Records from a point labeling set
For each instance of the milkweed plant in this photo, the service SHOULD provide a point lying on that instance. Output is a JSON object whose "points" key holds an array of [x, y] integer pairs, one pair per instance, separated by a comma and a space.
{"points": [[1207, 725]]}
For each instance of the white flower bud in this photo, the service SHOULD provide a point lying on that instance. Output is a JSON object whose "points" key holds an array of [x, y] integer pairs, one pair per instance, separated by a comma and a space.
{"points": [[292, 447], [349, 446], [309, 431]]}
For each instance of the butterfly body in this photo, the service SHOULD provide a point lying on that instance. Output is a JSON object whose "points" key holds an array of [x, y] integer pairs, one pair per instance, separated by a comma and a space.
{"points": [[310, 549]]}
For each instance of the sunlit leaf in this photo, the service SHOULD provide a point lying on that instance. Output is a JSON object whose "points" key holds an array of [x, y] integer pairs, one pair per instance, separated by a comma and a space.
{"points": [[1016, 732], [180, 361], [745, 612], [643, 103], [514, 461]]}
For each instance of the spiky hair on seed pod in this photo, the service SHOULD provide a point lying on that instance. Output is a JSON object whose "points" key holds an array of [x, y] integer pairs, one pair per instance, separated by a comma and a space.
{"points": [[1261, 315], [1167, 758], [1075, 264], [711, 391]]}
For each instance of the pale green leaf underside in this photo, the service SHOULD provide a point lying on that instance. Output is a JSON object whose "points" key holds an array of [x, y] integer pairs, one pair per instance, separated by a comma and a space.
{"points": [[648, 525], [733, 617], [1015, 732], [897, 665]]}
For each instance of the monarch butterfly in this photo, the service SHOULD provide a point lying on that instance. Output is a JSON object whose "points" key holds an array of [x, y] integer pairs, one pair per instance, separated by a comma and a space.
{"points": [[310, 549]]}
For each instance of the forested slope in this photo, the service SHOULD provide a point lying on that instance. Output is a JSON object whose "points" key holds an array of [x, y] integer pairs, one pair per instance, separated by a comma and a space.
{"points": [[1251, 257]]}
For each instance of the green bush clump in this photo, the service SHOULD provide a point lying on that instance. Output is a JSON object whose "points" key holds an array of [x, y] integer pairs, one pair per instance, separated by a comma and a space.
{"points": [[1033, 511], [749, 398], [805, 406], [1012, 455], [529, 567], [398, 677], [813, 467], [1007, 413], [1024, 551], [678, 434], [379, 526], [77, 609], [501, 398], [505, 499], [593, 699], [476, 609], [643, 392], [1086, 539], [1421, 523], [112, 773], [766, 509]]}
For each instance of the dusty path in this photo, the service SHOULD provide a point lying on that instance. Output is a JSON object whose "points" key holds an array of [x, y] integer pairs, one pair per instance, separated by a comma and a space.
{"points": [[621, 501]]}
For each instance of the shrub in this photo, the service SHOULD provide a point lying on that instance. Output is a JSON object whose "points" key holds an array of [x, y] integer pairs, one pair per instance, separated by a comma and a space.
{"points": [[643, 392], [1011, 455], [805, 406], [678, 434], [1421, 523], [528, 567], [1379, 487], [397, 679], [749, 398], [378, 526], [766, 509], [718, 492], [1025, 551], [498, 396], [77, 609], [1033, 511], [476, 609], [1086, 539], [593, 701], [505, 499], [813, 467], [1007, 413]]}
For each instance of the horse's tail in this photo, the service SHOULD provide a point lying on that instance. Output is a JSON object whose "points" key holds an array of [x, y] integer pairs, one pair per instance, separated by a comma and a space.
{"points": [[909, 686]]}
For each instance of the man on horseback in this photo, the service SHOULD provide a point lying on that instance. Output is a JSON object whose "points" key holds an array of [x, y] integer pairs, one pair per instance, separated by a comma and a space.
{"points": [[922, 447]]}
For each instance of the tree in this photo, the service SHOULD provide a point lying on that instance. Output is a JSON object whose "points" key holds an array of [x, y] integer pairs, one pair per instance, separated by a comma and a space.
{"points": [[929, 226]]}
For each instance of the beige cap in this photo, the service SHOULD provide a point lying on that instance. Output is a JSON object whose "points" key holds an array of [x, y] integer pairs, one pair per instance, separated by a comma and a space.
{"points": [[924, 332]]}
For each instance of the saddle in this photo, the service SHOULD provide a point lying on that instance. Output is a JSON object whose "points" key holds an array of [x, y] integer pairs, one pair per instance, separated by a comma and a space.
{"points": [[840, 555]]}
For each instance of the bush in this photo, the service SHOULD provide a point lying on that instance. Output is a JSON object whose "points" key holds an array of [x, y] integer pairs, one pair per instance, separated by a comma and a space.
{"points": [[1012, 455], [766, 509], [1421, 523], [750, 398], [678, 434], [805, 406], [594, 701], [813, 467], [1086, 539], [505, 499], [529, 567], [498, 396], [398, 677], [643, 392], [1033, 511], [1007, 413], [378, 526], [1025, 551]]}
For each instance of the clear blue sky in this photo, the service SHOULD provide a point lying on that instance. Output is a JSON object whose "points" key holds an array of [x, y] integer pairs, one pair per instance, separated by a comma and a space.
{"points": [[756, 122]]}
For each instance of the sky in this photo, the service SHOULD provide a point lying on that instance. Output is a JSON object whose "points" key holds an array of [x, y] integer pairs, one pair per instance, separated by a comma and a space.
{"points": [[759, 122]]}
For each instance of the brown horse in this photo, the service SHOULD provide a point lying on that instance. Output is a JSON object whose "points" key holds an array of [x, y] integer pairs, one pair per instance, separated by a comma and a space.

Objective
Take the entries above and copy them out exactly.

Problem solution
For each instance of the milkweed plant in this photo, the service SHOULD provide a point lying on that instance. Output is a JSON object whose "points" key holds an array of [x, y] integer pairs, one pair per instance, separated by a comma and a space.
{"points": [[1207, 725]]}
For each instance of the white flower bud in this photo, the service SHOULD provide a point lying on that instance. Output is a JSON object whose "points" key holds an array of [x, y] integer pairs, one pair per instance, separated by a comma and a space.
{"points": [[292, 447], [349, 446], [309, 431]]}
For each instance of the butterfly body in this photo, the service SHOULD provide a point lying on that instance. Output is a JSON object whose "points" key holds an array of [x, y] integer pairs, one pair per instance, separated by a comma and a space.
{"points": [[310, 549]]}
For each instance of the sunlit leaf in this photo, the service SHOULD provide a point lying on that instance. Output is a JSON object whose "points" key holds an array of [x, y] integer pairs, one pair per instance, separated by a comma and a space.
{"points": [[1016, 732], [180, 361], [745, 612], [643, 103], [514, 461]]}
For each instance of the spiky hair on seed pod in this photo, the service SHOULD provide a point lying on that instance. Output is a JSON object whose "points" key holds an array of [x, y] integer pairs, one pair per instance, separated by a comma and a space.
{"points": [[1261, 315], [1167, 758], [1075, 264], [711, 391]]}
For each instance of the pale green leaf underside in this photo, the service SHOULD provide a point lying on that instance. Output is a JSON object whose "points" key holds an array of [x, y] integer pairs, one pair per instance, separated by a comma and a space.
{"points": [[648, 525], [733, 617], [1015, 732], [897, 665]]}
For each instance of the monarch butterfly in this photo, the service SHOULD provide a point lying on that instance. Output is a JSON object whose "points" key holds an array of [x, y] integer pairs, one pair per instance, separated by a comma and a space.
{"points": [[310, 549]]}
For each instance of the forested slope in this photo, the service SHOULD provide a point lying on that instance. Output is a JSON object whose "points" key holds an array of [x, y] integer pairs, one pair per instance, separated by a comma and a space.
{"points": [[1251, 257]]}
For each instance of the green bush clump in this photo, the service SHOULD provide a point lying on that instance. Output is a JSON object whose "points" key holds an array of [x, y] integer pairs, one pair per instance, separated by a comma and a space.
{"points": [[1033, 511], [749, 398], [805, 406], [1012, 455], [529, 567], [398, 677], [813, 467], [1007, 413], [1024, 551], [678, 434], [379, 526], [77, 609], [501, 398], [505, 499], [593, 699], [476, 609], [643, 392], [1086, 539], [1421, 523], [112, 773], [766, 509]]}
For each instance of the dusty path in this photo, the service SHOULD provide a point lying on that instance. Output is a JSON object whose "points" key holds an array of [x, y] integer pairs, one pair per instance, separated by a comma and a space.
{"points": [[621, 501]]}
For each instance of the shrub in this photo, the service SHOULD provide a point lying on that instance. Output is a JSON object whose "points" key holds an array of [x, y] integer pairs, one pair per instance, separated by a comma and a space.
{"points": [[643, 392], [1011, 455], [805, 406], [678, 434], [1421, 523], [528, 567], [1379, 487], [397, 679], [749, 398], [378, 526], [766, 509], [718, 492], [1025, 551], [498, 396], [77, 609], [1033, 511], [476, 609], [1086, 539], [593, 701], [505, 499], [813, 467], [1007, 413]]}
For each instance of the horse's tail in this photo, the service SHOULD provide a point lying on that instance. Output is a JSON object whose "points" key holds an array of [x, y] integer pairs, one pair per instance, separated by a comma and a space.
{"points": [[909, 686]]}
For each instance of the man on horseback in this photo, the service SHOULD provide a point lying on that instance. Output is a JSON object whose "points" key holds an array of [x, y] integer pairs, one pair per instance, separated by a comma and a space.
{"points": [[922, 447]]}
For each instance of the tree in this photo, the service SHOULD provide a point lying on that instance. Output is a JSON object whose "points" key holds an array of [x, y] integer pairs, one pair per instance, separated by a comma and a space.
{"points": [[929, 226]]}
For each instance of the beige cap in this photo, the service SHOULD provide a point lying on that instance. Output is a JSON object whose "points" key holds an array of [x, y] integer pairs, one pair per instance, separated by a comma and a space.
{"points": [[924, 332]]}
For each instance of the saddle in this photo, the service SHOULD provide a point lying on that instance. Output is a JSON object whose "points" key holds an array of [x, y] integer pairs, one pair per instance, separated by a comma and a space.
{"points": [[840, 555]]}
For each instance of the bush in this photo, the service SHOULD provide a point lying on that instance. Output is a JSON object whose "points" key holds an array of [x, y] integer pairs, one pair per instance, separated by a comma and a space.
{"points": [[1012, 455], [766, 509], [1421, 523], [750, 398], [678, 434], [805, 406], [594, 701], [813, 467], [1086, 539], [505, 499], [529, 567], [498, 396], [398, 677], [643, 392], [1033, 511], [1007, 413], [378, 526], [1025, 551]]}
For each instance of the clear blue sky in this photo, the service SHOULD provide a point lying on that instance. Output is a JSON object whose "points" key holds an array of [x, y] integer pairs, one pair per instance, separated by a comma and a space.
{"points": [[756, 122]]}
For each instance of the sky in this photo, the service SHOULD provide a point lying on that instance. Output is a JSON object whose "points" key holds an array of [x, y] integer pairs, one pair per instance, separated by a comma and a space.
{"points": [[759, 122]]}
For each instance of the brown horse in this photo, the service SHOULD provide a point lying on that instance. Output is a JSON object whose "points" key holds an array of [x, y] integer pairs, one pair per instance, separated by a comma and a space.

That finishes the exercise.